Reproduce all of the material below, changing "one point per instance" to "a single point for each instance" everywhere it appears and keeping everything else the same.

(Data lines):
++++++++

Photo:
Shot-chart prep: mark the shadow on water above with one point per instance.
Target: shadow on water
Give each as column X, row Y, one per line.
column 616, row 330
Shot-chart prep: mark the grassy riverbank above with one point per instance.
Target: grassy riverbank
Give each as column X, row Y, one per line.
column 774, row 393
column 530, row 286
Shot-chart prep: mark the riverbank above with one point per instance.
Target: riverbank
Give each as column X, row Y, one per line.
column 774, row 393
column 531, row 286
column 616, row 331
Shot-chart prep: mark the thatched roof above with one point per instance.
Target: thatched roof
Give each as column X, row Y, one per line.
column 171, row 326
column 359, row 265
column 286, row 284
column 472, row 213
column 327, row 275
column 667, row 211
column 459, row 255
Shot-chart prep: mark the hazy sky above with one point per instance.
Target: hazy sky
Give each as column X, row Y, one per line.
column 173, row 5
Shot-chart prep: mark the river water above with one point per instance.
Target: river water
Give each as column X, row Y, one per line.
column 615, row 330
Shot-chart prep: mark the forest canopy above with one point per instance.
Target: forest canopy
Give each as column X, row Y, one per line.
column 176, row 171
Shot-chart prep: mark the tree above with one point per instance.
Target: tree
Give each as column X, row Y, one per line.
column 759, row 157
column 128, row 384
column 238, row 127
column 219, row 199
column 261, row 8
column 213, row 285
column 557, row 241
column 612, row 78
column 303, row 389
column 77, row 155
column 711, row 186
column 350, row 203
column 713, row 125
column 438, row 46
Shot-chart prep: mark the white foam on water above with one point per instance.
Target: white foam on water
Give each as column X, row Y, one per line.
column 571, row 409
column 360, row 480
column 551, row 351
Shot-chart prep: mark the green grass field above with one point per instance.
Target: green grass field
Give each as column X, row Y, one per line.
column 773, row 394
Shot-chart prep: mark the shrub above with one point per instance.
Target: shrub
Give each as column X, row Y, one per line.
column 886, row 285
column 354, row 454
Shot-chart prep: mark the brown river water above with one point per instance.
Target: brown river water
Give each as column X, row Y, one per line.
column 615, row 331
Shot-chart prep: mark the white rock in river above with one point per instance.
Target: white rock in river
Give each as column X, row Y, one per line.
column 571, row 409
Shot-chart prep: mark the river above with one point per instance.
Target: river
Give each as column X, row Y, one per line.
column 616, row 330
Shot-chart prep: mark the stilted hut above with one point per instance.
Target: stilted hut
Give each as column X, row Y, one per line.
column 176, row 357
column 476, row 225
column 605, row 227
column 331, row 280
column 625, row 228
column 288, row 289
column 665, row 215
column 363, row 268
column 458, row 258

++++++++

(Response):
Photo:
Shot-chart prep: mark the shadow on water above with a single point for each instance.
Target: shadow on water
Give each as column X, row Y, one per line.
column 616, row 330
Shot-chart prep: mark the grassy riverbank above with a single point for each instance.
Target: grassy riverbank
Give each as column X, row Y, one per line.
column 774, row 393
column 530, row 286
Shot-chart prep: mark the riverbank above with a single point for each instance.
Target: riverbank
Give each as column X, row Y, one per line.
column 774, row 393
column 531, row 286
column 616, row 331
Shot-chart prep: mark the thatched roof above with a single point for each instance.
Target: thatched roof
Give each as column X, row Y, one per line.
column 171, row 326
column 359, row 265
column 286, row 284
column 472, row 213
column 327, row 275
column 667, row 211
column 459, row 255
Shot-chart prep: mark the hazy sky above with a single point for each instance.
Target: hazy sky
Give each as column X, row Y, one per line.
column 173, row 5
Shot-chart prep: mark the river water above with a single point for each instance.
Target: river water
Give each as column X, row Y, one per line.
column 615, row 330
Shot-chart prep: mark the forest canopy above with a single point for each instance.
Target: forest canopy
Give each as column X, row Y, one per line.
column 176, row 171
Shot-chart prep: mark the tree above with a single point for each instance.
Target: tree
Give each as column X, row Y, one per line.
column 759, row 157
column 128, row 384
column 238, row 127
column 219, row 199
column 261, row 8
column 213, row 285
column 557, row 241
column 612, row 78
column 303, row 389
column 77, row 155
column 711, row 186
column 350, row 203
column 713, row 125
column 438, row 46
Shot-chart prep: mark the white foam on water above with a single point for each instance.
Target: white foam on water
Give each as column X, row Y, one per line.
column 571, row 409
column 360, row 480
column 551, row 351
Shot-chart prep: mark the green grass field above with a single point for each instance.
Target: green grass field
Give each as column X, row Y, one per line.
column 773, row 394
Shot-chart prep: mark the shrub above with a single point for each instance.
Target: shrub
Give each as column X, row Y, one per line.
column 886, row 285
column 354, row 454
Shot-chart prep: mark the brown river water above with a single point for each instance.
Target: brown river water
Give each as column X, row Y, one per line.
column 615, row 331
Shot-chart prep: mark the white rock in river above with a single point for each instance.
Target: white rock in river
Give each as column X, row Y, one per line.
column 571, row 409
Shot-chart prep: mark the river above with a single point for each instance.
Target: river
Give each as column X, row Y, one per line.
column 616, row 330
Shot-chart prep: mark the stilted hut above with a single point for each instance.
Target: stilted hut
Give each as column X, row Y, one per line.
column 176, row 357
column 476, row 225
column 605, row 227
column 331, row 280
column 625, row 228
column 288, row 289
column 665, row 215
column 363, row 268
column 458, row 258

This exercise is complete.